Assigned task> Please retype the listing below exactly as it stands, skipping any pictures.

Information given>
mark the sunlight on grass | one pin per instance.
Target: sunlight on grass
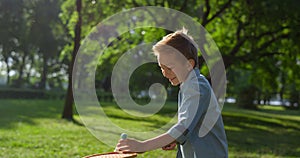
(33, 128)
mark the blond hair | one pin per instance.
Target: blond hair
(180, 41)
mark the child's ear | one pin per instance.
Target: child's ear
(191, 64)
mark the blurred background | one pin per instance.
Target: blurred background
(259, 41)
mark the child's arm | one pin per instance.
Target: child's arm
(147, 145)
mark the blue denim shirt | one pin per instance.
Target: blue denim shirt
(198, 113)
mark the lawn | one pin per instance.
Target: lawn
(33, 128)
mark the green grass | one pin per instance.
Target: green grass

Exercise answer>
mark the sunlight on grass | one pin per instance.
Target: sunlight on grass
(33, 128)
mark the blond hair | one pin per instance.
Target: blond hair
(180, 41)
mark the child's ear | one pin per instance.
Target: child's ear
(191, 64)
mark the blurred background | one pin per instance.
Target: blurred background
(259, 41)
mark the child's arm | one pin per instance.
Target: child's arm
(147, 145)
mark the blue denim shirt | one pin per instance.
Target: blue denim shirt
(198, 113)
mark the lawn | one pin per instance.
Target: lawn
(33, 128)
mark the green grass | one pin per instance.
Target: green grass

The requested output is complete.